**Required work:** Output every record precisely.

**The data:**
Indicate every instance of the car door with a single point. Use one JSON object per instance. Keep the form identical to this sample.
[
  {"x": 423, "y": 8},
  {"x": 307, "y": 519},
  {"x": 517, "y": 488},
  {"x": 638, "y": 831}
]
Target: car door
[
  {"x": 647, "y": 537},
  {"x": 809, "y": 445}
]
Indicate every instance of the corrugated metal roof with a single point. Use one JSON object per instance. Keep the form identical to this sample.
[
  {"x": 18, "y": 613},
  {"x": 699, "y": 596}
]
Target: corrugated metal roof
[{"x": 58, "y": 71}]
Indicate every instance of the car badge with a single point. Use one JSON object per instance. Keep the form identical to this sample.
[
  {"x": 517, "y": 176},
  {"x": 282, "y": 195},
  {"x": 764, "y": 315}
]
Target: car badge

**Solution for this task:**
Indicate every instance of the car door with a single point. Use one JSON object per instance. Keep the form identical to this sample.
[
  {"x": 423, "y": 8},
  {"x": 307, "y": 519},
  {"x": 517, "y": 488},
  {"x": 638, "y": 831}
]
Target: car door
[
  {"x": 647, "y": 537},
  {"x": 809, "y": 445}
]
Indicate every instance of the corrugated metal roof with a single point. Use one JSON object per instance. Keep the form identical to this sample.
[
  {"x": 18, "y": 613},
  {"x": 699, "y": 596}
]
Target: corrugated metal roof
[{"x": 58, "y": 71}]
Indicate every instance of the car badge with a single point. Use one JSON object per instance. Keep the form identical to this sample.
[
  {"x": 517, "y": 176},
  {"x": 282, "y": 195},
  {"x": 764, "y": 315}
]
Target: car badge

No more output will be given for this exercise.